▶ [Given instruction]
Return only the lines starting at the line that contains "Put a single dot on each instance of the arched" and ending with the final line of the listing; include both endpoints.

▶ [Dataset excerpts]
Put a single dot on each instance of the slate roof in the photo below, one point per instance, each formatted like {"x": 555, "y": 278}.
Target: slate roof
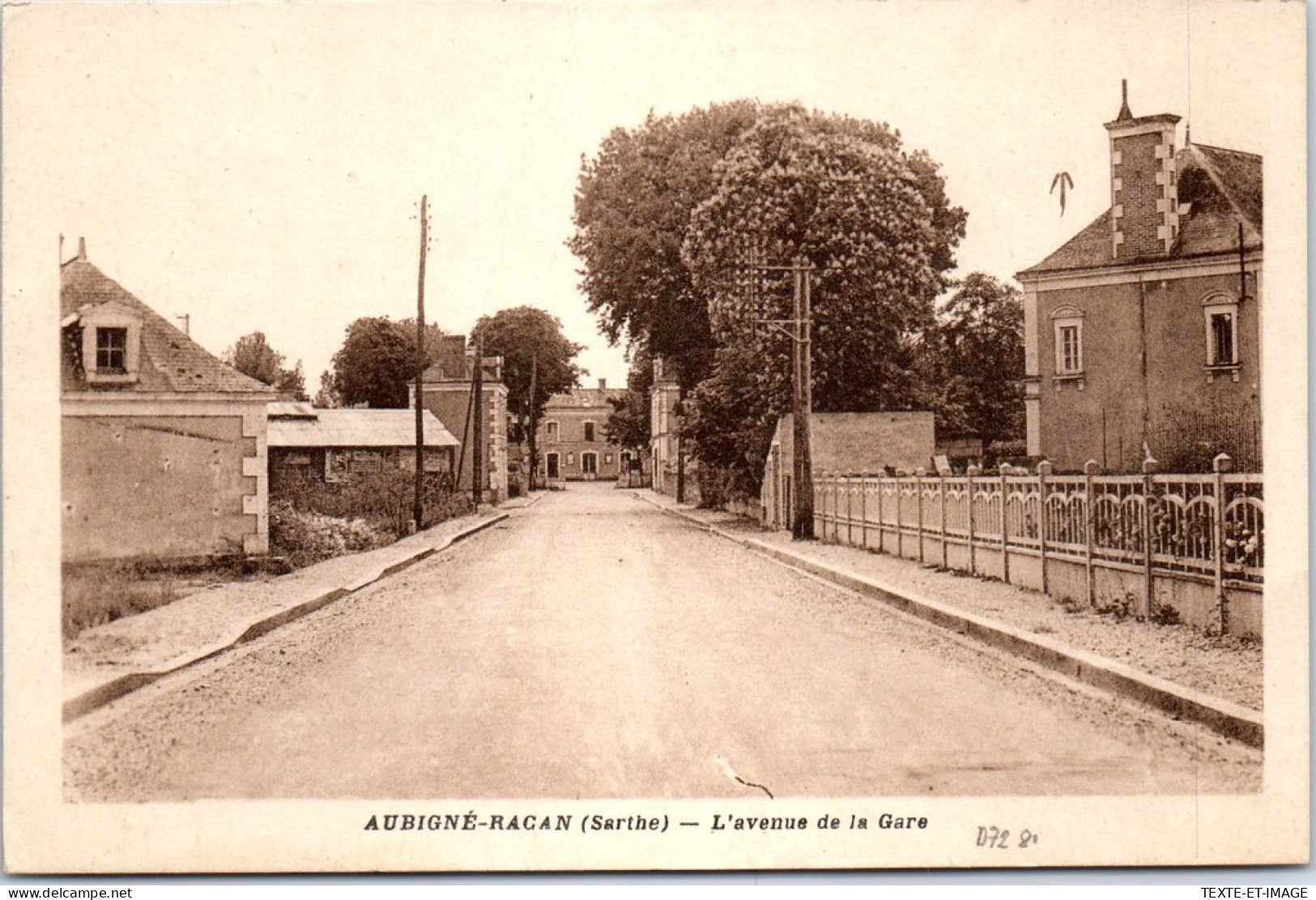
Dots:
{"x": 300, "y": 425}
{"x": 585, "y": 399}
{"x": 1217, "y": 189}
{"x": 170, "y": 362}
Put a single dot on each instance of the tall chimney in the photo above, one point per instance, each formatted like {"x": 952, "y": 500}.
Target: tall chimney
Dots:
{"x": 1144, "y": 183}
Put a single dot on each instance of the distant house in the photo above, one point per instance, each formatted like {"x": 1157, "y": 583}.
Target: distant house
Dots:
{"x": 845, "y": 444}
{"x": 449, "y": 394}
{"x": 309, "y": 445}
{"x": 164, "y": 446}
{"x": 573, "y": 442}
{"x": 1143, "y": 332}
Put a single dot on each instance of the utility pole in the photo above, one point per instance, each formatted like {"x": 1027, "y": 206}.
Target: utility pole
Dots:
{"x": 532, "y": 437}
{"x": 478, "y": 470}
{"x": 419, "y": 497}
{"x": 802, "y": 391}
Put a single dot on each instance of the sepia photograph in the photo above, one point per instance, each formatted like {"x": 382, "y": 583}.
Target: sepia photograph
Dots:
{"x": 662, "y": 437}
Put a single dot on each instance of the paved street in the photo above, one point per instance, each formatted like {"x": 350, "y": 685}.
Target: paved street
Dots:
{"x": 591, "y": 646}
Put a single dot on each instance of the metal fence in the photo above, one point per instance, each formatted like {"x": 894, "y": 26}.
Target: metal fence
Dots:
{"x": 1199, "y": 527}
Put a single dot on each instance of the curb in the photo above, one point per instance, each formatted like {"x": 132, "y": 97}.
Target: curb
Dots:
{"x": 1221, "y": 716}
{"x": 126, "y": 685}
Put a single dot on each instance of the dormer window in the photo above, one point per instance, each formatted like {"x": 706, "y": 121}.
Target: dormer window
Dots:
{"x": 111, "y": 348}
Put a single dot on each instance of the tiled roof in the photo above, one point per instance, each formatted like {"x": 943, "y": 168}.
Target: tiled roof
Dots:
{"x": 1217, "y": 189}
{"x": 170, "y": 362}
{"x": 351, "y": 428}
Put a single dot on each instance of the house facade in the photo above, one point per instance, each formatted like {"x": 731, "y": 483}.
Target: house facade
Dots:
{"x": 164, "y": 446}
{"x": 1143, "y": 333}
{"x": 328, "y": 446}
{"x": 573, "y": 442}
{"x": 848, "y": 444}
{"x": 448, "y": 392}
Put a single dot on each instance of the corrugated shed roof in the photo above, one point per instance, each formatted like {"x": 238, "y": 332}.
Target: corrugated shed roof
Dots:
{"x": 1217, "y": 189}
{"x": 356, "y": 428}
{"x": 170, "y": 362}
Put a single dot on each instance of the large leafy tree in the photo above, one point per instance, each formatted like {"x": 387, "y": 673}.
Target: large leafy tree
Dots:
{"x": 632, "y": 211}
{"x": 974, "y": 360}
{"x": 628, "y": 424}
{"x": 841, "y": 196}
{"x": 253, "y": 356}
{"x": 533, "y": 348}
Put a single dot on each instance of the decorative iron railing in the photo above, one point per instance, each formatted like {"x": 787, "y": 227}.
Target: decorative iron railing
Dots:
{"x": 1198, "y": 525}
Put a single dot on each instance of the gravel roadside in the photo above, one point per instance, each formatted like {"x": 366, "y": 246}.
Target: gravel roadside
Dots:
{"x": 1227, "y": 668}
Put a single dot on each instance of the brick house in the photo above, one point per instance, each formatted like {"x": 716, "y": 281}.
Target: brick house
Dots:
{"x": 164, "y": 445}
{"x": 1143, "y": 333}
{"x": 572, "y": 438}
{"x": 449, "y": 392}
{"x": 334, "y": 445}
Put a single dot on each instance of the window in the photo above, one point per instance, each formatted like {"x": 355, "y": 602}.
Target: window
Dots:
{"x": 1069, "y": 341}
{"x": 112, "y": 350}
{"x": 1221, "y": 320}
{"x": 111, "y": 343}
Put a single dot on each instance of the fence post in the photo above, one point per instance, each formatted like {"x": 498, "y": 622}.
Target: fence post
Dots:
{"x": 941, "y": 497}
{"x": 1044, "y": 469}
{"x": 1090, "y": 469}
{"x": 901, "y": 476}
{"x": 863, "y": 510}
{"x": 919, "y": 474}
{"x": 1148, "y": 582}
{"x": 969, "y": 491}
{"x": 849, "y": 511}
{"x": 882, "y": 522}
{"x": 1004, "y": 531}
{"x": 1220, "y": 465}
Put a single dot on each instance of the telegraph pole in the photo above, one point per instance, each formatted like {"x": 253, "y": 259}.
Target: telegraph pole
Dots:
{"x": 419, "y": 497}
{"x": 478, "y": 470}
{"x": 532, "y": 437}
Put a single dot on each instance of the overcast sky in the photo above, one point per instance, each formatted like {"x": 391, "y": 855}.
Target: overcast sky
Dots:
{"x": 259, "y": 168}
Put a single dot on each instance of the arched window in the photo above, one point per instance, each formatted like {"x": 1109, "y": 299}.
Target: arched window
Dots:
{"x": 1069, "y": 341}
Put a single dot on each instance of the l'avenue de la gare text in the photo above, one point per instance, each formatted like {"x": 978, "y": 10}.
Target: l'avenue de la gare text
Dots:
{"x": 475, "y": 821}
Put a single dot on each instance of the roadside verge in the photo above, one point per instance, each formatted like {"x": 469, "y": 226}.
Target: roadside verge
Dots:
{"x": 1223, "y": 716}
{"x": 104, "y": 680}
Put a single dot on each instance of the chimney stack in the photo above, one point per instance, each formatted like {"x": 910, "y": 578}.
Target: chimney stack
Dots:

▶ [Answer]
Put a single dot on each instance of the arched window in the photo above, one point per instance, each formatted like {"x": 1109, "y": 299}.
Target: arched window
Dots:
{"x": 1069, "y": 341}
Put a single dot on each instance of the l'avenue de la gare text in the photo above, one point per instance, each formatted like {"x": 978, "y": 10}.
Target: l'avenue de la gare text
Dots:
{"x": 475, "y": 821}
Put a single dot on each instance of the roadside verge in the photo above, one point per instance, each formatted like {"x": 469, "y": 226}.
Target: roadside verge
Dots:
{"x": 1223, "y": 716}
{"x": 104, "y": 680}
Put a single dot on each instance of the chimney stack in the photo above, one point per instance, each formatted like {"x": 910, "y": 578}.
Target: chimney stack
Dots:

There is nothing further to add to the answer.